What is required
The response should consist of the data below, copied exactly, with no pictures in it.

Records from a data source
....................
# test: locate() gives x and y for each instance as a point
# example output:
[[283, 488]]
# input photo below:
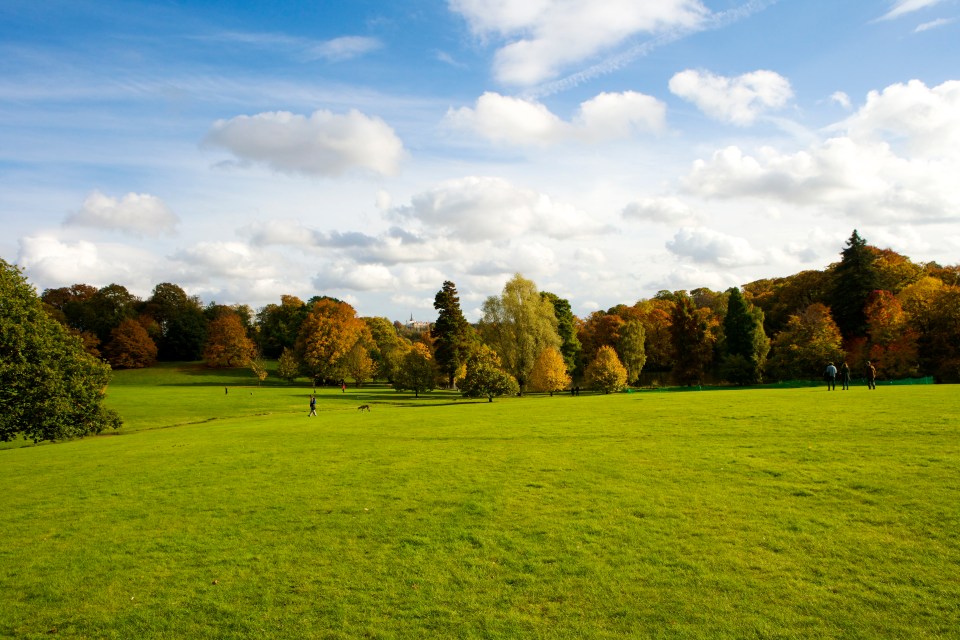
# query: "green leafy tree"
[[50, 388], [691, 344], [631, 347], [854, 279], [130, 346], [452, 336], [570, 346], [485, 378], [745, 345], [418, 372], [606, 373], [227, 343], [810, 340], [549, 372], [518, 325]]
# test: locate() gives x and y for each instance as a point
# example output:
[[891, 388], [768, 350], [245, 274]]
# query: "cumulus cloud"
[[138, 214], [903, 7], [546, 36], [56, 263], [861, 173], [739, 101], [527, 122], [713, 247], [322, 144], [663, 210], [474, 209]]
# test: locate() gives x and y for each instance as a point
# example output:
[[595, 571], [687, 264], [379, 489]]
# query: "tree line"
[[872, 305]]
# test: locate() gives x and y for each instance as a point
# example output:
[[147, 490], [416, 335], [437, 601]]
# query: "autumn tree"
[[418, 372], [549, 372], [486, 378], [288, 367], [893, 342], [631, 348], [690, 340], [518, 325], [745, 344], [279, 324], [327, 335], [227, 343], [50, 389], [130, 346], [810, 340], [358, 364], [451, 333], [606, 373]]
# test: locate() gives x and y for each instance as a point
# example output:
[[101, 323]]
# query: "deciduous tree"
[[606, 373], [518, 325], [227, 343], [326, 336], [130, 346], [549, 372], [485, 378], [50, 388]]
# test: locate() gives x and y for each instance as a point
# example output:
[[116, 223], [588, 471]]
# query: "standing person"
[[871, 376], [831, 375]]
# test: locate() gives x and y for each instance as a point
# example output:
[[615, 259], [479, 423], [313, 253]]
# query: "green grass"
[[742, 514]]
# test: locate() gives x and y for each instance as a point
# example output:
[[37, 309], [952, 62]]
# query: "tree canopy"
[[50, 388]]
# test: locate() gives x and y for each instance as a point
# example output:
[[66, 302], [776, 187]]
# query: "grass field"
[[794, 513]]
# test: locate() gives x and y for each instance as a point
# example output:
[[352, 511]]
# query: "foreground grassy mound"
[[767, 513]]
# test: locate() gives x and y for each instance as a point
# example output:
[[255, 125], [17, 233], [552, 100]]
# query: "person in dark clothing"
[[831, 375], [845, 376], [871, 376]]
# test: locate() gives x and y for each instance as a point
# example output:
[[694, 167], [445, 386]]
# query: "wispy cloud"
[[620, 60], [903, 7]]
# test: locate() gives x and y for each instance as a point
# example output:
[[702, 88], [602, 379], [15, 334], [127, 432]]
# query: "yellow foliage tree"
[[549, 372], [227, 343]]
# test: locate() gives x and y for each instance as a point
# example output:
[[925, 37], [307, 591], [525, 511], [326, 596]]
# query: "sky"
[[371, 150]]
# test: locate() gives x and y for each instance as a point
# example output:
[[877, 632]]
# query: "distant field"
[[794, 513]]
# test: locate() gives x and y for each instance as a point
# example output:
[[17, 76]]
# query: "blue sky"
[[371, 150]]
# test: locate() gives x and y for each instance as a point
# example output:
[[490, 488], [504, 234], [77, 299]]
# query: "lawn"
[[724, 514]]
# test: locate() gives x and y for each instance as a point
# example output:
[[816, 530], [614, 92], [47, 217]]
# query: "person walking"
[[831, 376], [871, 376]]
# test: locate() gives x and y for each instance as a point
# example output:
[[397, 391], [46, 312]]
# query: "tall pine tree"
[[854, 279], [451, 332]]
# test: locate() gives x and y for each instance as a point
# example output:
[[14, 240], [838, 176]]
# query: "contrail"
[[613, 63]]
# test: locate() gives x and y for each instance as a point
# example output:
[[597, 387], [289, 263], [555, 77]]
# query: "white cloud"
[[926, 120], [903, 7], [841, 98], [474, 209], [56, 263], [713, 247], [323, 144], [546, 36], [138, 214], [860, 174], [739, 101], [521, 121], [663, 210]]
....................
Output of the task
# test: locate() gives x and y for each instance as a point
# example output:
[[283, 488]]
# input photo below:
# query: "green leafy tree"
[[50, 388], [691, 344], [631, 347], [854, 279], [130, 346], [452, 336], [570, 346], [485, 378], [745, 345], [418, 372], [606, 373], [227, 343], [810, 340], [549, 372], [518, 325]]
# test: locate() gives x and y for each instance as a point
# example output:
[[891, 388], [768, 350], [245, 274]]
# query: "cumulus cloud"
[[138, 214], [903, 7], [546, 36], [56, 263], [861, 173], [739, 101], [527, 122], [713, 247], [322, 144], [663, 210], [474, 209]]
# test: locate() gives x and y for each instance as a point
# example output:
[[595, 571], [687, 264], [379, 489]]
# query: "tree line"
[[872, 305]]
# test: locate() gives x and y for each instance as a point
# example output:
[[147, 490], [416, 335], [437, 601]]
# query: "autumn tree"
[[418, 372], [549, 372], [486, 378], [288, 367], [893, 342], [631, 348], [690, 340], [518, 325], [745, 344], [279, 324], [327, 335], [227, 343], [50, 389], [130, 346], [810, 340], [358, 364], [451, 333], [606, 373]]
# test: locate() gives x and y for each instance as a point
# example output:
[[101, 323]]
# query: "deciduous tree"
[[606, 373], [518, 325], [227, 343], [326, 336], [130, 346], [549, 372], [485, 378], [50, 388]]
# test: locate() gives x and y for each instance as a point
# example output:
[[116, 223], [588, 471]]
# query: "standing person"
[[871, 376], [831, 375]]
# test: locate() gives x and y for each instance as a point
# example output:
[[615, 259], [479, 423], [313, 253]]
# query: "green grass"
[[742, 514]]
# test: locate() gives x and y for each instance as a point
# example output:
[[37, 309], [952, 62]]
# query: "tree canopy"
[[50, 388]]
# test: locate() gives x and y for each instance as a point
# example output:
[[66, 302], [776, 187]]
# query: "grass field"
[[794, 513]]
# test: locate() gives x and y for each instance as a point
# example output:
[[352, 511]]
# query: "foreground grassy mound"
[[767, 513]]
# test: locate() gives x and y for each instance as a point
# example output:
[[255, 125], [17, 233], [552, 100]]
# query: "person in dark clothing"
[[831, 375], [845, 376], [871, 376]]
# test: locate() gives x and y for each instance as a point
# example output:
[[694, 167], [445, 386]]
# query: "wispy cloud"
[[620, 60], [903, 7]]
# test: locate() gives x and y for each instance as a point
# example output:
[[702, 88], [602, 379], [15, 334], [127, 432]]
# query: "yellow foliage tree"
[[549, 372], [227, 343]]
# test: locate() gives x and y for each instance as a point
# example output:
[[925, 37], [307, 591], [525, 511], [326, 596]]
# query: "sky"
[[371, 150]]
# test: locate() gives x and y for each instance as a point
# example output:
[[877, 632]]
# query: "distant field"
[[794, 513]]
# test: locate() gives x and y for each instance as a point
# example output:
[[17, 76]]
# query: "blue sky"
[[371, 150]]
# test: locate() gives x and y for each instance as a point
# example output:
[[490, 488], [504, 234], [77, 299]]
# query: "lawn"
[[724, 514]]
# test: locate() gives x and y for each instance as a point
# example output:
[[816, 530], [614, 92], [47, 217]]
# query: "person walking"
[[831, 376], [871, 376]]
# test: locate() gives x and y for each instance as a point
# example output:
[[397, 391], [46, 312]]
# query: "tall pine tree"
[[854, 279], [451, 332]]
# test: locate() gives x and y for each instance as a point
# example output:
[[14, 240], [838, 176]]
# query: "contrail"
[[613, 63]]
# test: locate() gives x and y for each instance as a point
# example output:
[[597, 387], [289, 263], [555, 77]]
# query: "white cloud"
[[926, 120], [903, 7], [841, 98], [474, 209], [56, 263], [713, 247], [323, 144], [546, 36], [138, 214], [860, 174], [739, 101], [521, 121], [663, 210]]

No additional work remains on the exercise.